# DATA EXCERPTS start
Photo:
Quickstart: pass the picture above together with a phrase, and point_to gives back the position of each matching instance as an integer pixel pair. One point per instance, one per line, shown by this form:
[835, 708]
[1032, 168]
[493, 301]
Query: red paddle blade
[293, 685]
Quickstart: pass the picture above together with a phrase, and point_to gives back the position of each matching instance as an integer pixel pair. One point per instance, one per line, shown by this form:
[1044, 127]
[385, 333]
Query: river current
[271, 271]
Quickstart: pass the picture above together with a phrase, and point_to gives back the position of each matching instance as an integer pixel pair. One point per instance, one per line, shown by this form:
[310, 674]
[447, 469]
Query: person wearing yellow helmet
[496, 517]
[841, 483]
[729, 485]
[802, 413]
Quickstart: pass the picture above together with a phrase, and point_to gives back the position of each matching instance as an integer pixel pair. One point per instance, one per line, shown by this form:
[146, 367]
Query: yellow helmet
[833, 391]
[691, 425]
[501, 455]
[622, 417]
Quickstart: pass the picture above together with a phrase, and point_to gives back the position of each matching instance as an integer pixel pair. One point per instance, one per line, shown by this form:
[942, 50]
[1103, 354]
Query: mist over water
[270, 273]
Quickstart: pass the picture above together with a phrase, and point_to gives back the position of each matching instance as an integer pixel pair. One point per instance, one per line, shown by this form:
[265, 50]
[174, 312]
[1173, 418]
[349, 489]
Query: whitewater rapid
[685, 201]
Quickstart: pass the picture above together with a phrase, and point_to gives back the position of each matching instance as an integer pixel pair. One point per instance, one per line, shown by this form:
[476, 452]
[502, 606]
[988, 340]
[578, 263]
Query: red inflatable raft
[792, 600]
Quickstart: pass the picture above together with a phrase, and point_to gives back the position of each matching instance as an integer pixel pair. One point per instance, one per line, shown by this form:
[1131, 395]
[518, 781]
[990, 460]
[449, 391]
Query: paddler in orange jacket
# DATA EXCERPTS end
# DATA EXCERPTS start
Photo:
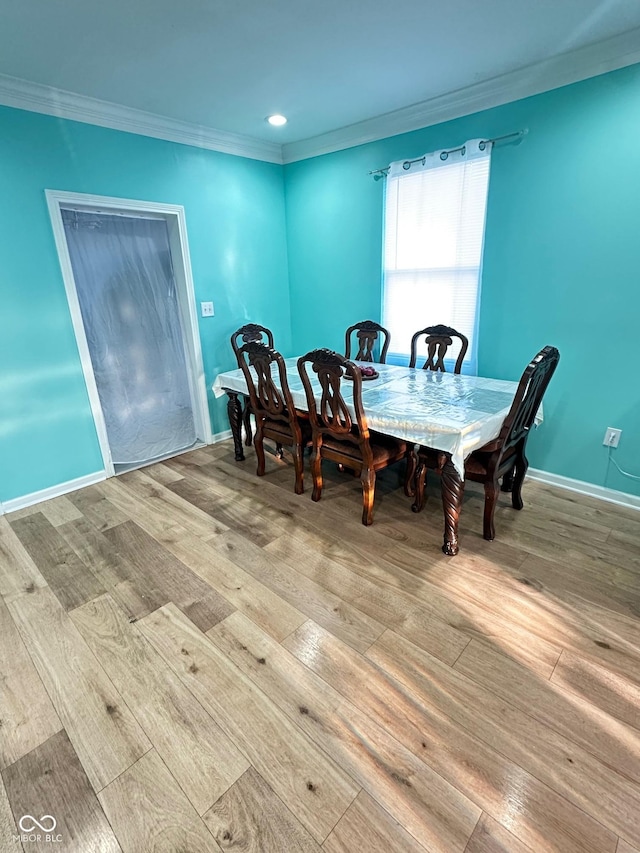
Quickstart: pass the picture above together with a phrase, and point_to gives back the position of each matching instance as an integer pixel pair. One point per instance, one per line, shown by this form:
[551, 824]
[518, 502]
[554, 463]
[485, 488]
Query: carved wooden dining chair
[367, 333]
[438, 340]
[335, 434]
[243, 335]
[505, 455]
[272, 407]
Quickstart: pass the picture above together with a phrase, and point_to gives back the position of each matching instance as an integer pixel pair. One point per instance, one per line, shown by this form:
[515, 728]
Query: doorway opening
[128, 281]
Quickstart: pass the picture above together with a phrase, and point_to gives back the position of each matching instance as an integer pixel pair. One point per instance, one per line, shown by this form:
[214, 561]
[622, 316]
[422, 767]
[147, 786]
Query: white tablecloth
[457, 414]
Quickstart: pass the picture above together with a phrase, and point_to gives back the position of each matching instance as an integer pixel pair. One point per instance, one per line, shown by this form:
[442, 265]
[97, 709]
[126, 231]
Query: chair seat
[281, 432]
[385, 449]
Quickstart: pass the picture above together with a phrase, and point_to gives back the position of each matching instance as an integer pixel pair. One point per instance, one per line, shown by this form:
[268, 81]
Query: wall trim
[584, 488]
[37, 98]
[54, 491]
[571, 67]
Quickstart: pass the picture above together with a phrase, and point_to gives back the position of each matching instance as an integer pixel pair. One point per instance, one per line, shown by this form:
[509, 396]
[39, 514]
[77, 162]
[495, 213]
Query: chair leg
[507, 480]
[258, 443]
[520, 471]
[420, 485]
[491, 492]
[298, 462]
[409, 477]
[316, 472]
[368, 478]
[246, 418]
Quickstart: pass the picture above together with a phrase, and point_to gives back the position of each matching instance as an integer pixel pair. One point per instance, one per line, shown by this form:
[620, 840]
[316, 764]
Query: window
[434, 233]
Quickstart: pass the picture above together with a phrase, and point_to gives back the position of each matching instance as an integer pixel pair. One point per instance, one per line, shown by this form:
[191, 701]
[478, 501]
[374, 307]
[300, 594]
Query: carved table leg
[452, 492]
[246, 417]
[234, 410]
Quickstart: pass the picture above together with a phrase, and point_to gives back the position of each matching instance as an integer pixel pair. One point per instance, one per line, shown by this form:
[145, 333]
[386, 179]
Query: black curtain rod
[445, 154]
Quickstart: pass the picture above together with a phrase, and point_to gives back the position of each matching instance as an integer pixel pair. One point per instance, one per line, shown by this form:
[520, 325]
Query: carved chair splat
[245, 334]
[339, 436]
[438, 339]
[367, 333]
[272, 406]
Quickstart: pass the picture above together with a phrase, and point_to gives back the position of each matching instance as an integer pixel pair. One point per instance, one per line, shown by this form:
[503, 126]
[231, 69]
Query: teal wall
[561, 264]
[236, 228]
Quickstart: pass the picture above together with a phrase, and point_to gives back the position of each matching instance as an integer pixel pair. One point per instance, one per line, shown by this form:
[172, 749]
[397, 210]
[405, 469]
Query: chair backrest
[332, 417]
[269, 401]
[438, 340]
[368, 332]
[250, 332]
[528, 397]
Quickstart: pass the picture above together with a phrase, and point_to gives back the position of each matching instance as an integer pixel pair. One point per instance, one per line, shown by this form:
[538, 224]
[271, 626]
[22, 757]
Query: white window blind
# DATA EXCERPTS end
## YOUR OBJECTIVE
How many lines of the records above contain the string "carved"? Give only the number.

## RESULT FOR THIS TASK
3